■ **INPUT**
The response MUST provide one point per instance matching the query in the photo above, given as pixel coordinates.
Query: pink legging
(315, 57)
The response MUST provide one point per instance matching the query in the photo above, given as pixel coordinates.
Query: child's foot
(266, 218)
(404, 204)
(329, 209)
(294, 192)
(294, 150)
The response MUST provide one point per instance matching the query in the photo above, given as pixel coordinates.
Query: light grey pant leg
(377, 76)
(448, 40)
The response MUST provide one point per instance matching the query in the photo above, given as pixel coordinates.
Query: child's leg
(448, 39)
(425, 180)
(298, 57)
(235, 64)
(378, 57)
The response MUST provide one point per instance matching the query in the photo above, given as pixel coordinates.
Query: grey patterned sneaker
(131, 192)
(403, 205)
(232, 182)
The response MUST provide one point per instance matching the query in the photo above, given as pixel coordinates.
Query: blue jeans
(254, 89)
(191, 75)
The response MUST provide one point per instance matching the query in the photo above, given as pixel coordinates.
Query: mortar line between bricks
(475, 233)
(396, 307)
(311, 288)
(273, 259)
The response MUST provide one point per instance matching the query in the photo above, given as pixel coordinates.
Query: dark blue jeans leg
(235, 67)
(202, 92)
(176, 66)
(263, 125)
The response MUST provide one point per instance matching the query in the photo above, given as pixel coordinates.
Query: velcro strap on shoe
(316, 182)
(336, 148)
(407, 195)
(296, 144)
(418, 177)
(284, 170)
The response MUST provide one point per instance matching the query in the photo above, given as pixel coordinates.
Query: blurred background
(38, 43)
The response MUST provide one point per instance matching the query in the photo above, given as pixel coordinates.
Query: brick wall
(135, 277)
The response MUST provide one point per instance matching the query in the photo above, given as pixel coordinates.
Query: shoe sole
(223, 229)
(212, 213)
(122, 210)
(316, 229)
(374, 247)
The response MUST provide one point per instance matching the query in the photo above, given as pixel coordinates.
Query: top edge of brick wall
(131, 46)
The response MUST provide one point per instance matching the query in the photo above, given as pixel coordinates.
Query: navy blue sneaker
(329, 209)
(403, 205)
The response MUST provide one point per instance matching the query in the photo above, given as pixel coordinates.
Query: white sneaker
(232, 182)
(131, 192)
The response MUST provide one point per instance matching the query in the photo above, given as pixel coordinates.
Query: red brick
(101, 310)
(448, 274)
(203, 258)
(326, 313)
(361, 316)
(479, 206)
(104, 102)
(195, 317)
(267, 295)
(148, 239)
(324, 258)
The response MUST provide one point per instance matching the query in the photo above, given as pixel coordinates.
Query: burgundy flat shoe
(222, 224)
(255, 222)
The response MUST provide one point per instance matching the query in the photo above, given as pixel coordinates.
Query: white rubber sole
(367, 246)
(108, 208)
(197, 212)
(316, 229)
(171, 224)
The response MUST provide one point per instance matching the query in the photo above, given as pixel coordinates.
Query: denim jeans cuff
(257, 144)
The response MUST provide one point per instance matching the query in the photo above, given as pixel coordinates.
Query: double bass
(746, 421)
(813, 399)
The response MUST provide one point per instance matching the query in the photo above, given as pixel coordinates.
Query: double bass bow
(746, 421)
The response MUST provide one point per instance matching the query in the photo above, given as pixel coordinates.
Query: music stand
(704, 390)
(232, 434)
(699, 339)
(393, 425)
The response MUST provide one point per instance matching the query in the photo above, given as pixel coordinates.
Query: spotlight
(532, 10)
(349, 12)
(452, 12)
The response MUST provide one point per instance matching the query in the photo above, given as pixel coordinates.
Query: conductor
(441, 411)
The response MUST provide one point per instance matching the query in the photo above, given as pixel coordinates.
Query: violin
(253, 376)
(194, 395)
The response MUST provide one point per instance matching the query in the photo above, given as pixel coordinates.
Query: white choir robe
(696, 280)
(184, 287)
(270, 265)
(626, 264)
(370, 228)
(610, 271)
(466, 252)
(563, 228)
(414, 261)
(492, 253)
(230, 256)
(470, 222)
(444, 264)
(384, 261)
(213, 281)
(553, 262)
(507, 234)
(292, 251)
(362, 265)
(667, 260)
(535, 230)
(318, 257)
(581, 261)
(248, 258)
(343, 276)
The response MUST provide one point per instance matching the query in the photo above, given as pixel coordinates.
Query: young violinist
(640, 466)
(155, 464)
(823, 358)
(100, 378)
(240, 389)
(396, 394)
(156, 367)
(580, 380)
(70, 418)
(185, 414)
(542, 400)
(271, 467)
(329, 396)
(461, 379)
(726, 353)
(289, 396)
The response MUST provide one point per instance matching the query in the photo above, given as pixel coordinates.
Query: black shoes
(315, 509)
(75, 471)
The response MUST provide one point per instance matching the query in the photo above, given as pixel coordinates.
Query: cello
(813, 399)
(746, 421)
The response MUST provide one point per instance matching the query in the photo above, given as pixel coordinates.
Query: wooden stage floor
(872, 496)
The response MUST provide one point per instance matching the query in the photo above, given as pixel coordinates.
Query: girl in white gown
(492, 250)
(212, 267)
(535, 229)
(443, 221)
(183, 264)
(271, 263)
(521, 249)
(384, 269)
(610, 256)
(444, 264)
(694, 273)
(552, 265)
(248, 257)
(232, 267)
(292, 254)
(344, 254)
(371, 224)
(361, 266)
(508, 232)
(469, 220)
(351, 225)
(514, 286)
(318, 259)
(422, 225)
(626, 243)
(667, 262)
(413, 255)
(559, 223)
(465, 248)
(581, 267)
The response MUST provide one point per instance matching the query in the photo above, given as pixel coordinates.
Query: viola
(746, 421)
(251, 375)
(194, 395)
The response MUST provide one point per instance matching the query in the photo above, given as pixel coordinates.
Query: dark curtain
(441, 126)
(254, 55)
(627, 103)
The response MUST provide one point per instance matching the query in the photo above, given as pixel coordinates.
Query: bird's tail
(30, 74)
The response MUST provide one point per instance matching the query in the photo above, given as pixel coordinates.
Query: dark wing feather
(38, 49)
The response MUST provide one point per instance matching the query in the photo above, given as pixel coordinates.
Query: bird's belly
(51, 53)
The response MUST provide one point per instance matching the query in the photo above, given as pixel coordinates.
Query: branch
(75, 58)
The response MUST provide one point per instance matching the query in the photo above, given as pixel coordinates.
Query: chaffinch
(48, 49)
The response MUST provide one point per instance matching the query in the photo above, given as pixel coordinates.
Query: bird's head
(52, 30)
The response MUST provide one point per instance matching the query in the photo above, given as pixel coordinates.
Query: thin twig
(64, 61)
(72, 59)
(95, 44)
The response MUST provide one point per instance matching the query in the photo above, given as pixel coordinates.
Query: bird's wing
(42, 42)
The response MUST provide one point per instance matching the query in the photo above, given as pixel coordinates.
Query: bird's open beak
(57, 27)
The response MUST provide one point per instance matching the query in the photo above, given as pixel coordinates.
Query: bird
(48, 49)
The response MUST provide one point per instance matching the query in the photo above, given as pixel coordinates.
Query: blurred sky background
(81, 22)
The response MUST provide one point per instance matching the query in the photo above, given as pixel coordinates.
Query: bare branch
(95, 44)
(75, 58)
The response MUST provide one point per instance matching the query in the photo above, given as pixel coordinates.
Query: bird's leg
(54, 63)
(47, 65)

■ **AIM OF THE TASK**
Using the data above, print every record exactly as shown.

■ **WRITTEN ANSWER**
The response MUST provide one point per instance matching the query in the photo above, given as pixel coordinates.
Query: pink legging
(315, 57)
The response MUST provide one point per instance matching the query in the photo above, given as pixel coordinates.
Query: child's foot
(266, 218)
(404, 204)
(329, 209)
(294, 192)
(294, 150)
The response MUST provide one point per instance matching the query in the photo above, given as pixel coordinates.
Query: light grey pant leg
(377, 76)
(448, 40)
The response MUST provide one point per instance matching the query in the photo above, given as pixel coordinates.
Query: child's leg
(448, 39)
(425, 180)
(298, 57)
(235, 64)
(378, 57)
The response MUST provide one point per instance matching the query in the photo above, given as pixel coordinates.
Query: grey patterned sneaker
(131, 192)
(403, 205)
(232, 182)
The response MUST provide one point per instance matching the query in the photo above, given as pixel coordinates.
Query: blue jeans
(254, 89)
(191, 75)
The response MUST provide one point per instance matching the query in the photo above, given as pixel coordinates.
Query: mortar line between bricks
(475, 233)
(396, 307)
(311, 288)
(273, 259)
The response MUST provide one point per instance matching the query in the photo above, given as pixel coordinates.
Query: dark blue jeans leg
(235, 67)
(202, 92)
(176, 66)
(263, 125)
The response MUST provide one point per instance matching the query in the photo above, given as pixel coordinates.
Query: velcro strap on shoe
(316, 182)
(336, 148)
(407, 195)
(296, 144)
(418, 177)
(284, 170)
The response MUST provide one point per instance matching the query in the photo above, given as pixel coordinates.
Query: blurred background
(38, 43)
The response MUST provide one point per instance matching the query in the photo above, given as pixel coordinates.
Query: brick wall
(135, 277)
The response MUST provide one point per instance matching the query in the photo above, given as pixel coordinates.
Query: shoe sole
(223, 229)
(212, 213)
(122, 210)
(316, 229)
(374, 247)
The response MUST provide one point per instance matching the query in the photo above, given as pixel coordinates.
Query: top edge of brick wall
(131, 46)
The response MUST provide one point per instance matching the query in the photo above, given as pixel coordinates.
Query: navy blue sneaker
(329, 209)
(403, 205)
The response MUST provide one point per instance matching the query in the photo above, given as pixel coordinates.
Query: white sneaker
(232, 182)
(131, 192)
The response MUST provide one point per instance matching the query in the photo above, given as pixel coordinates.
Query: red brick
(101, 310)
(448, 274)
(203, 258)
(326, 313)
(361, 316)
(479, 206)
(104, 102)
(195, 317)
(267, 295)
(148, 239)
(324, 258)
The response MUST provide one point per instance matching the query in the photo above, given as pixel coordinates.
Query: burgundy flat shoe
(222, 224)
(255, 222)
The response MUST provide one point per instance matching the query in the photo above, given as pixel coordinates.
Query: white rubber sole
(367, 246)
(108, 208)
(197, 212)
(316, 229)
(171, 224)
The response MUST provide one point per instance matching the query in the photo above, given as pixel coordinates.
Query: denim jeans cuff
(257, 144)
The response MUST provide one point per instance matching the query in the photo above, given as pixel coordinates.
Query: double bass
(746, 421)
(813, 399)
The response MUST provide one point per instance matching the query in the photo above, given as pixel coordinates.
Query: double bass bow
(746, 421)
The response MUST provide one point per instance matching the query in the photo above, given as pixel coordinates.
Query: music stand
(704, 390)
(232, 434)
(699, 339)
(393, 425)
The response MUST provide one point per instance matching the query in the photo above, given as pixel coordinates.
Query: spotlight
(532, 10)
(349, 12)
(452, 12)
The response MUST provide one point per instance matching the query in the photo above, given as pixel coordinates.
Query: conductor
(441, 411)
The response MUST provide one point per instance matching the query in the photo above, given as pixel coordinates.
Query: violin
(253, 376)
(194, 395)
The response MUST provide one point per instance matching the query in the photo above, given as pixel coordinates.
Query: white choir robe
(696, 280)
(184, 287)
(270, 265)
(626, 264)
(370, 228)
(610, 271)
(466, 252)
(563, 228)
(414, 261)
(492, 253)
(230, 256)
(470, 222)
(444, 264)
(384, 261)
(213, 281)
(553, 262)
(507, 234)
(292, 251)
(362, 265)
(667, 260)
(535, 230)
(318, 257)
(581, 261)
(248, 258)
(343, 276)
The response MUST provide one point per instance matching the query in the photo above, given as pixel coordinates.
Query: young violinist
(640, 466)
(155, 464)
(823, 358)
(100, 378)
(240, 389)
(396, 394)
(156, 367)
(580, 380)
(70, 418)
(185, 414)
(542, 400)
(271, 467)
(329, 396)
(461, 379)
(726, 353)
(289, 396)
The response MUST provide one point per instance matching the query in the photo above, given as pixel coordinates.
Query: black shoes
(315, 509)
(75, 471)
The response MUST provide one point per instance matching the query in the photo above, given as pixel coordinates.
Query: cello
(813, 399)
(746, 421)
The response MUST provide one point per instance matching the query in the photo above, given as pixel coordinates.
Query: wooden stage floor
(872, 496)
The response MUST provide one point per instance matching the query in the photo above, given as pixel coordinates.
Query: girl in white gown
(492, 250)
(212, 267)
(535, 229)
(443, 221)
(183, 264)
(271, 263)
(521, 249)
(384, 269)
(610, 256)
(444, 264)
(694, 273)
(552, 265)
(248, 257)
(232, 267)
(292, 254)
(344, 254)
(371, 224)
(361, 266)
(508, 232)
(469, 220)
(351, 225)
(514, 286)
(318, 259)
(422, 225)
(626, 243)
(667, 262)
(413, 255)
(559, 223)
(465, 248)
(581, 267)
The response MUST provide one point per instance matching the query in the photo above, given as pixel coordinates.
Query: viola
(746, 421)
(251, 375)
(194, 395)
The response MUST provide one point per instance matching the query in the photo above, given as pixel coordinates.
Query: dark curtain
(441, 126)
(254, 55)
(627, 103)
The response MUST provide one point per instance matching the query in the photo above, given as pixel coordinates.
Query: bird's tail
(30, 74)
The response MUST provide one point per instance matching the query in the photo above, given as pixel coordinates.
Query: dark wing feather
(38, 49)
The response MUST provide one point per instance matching the query in the photo above, given as pixel coordinates.
Query: bird's belly
(51, 53)
The response MUST provide one point per instance matching the query in the photo above, given as pixel coordinates.
Query: branch
(75, 58)
The response MUST provide one point per instance matching the query in the photo above, given as pixel coordinates.
Query: chaffinch
(48, 49)
The response MUST provide one point per instance matching the query in the photo above, given as pixel coordinates.
Query: bird's head
(52, 30)
The response MUST provide one point per instance matching the query in the photo above, given as pixel coordinates.
Query: thin twig
(64, 61)
(72, 59)
(95, 44)
The response MUST provide one point per instance matching the query in the photo above, given as pixel coordinates.
Query: bird's wing
(42, 42)
The response MUST provide one point per instance matching the query in the photo above, given as pixel coordinates.
Query: bird's open beak
(57, 27)
The response MUST provide one point per instance matching the query in the photo above, given as pixel coordinates.
Query: bird
(48, 49)
The response MUST provide one point per instance matching the query in the photo above, given as pixel coordinates.
Query: blurred sky background
(81, 22)
The response MUST provide one point per instance matching the query in the photo above, given as pixel coordinates.
Query: bare branch
(95, 44)
(75, 58)
The response MUST provide one point per instance matching the query in the photo above, given as pixel coordinates.
Query: bird's leg
(54, 63)
(47, 65)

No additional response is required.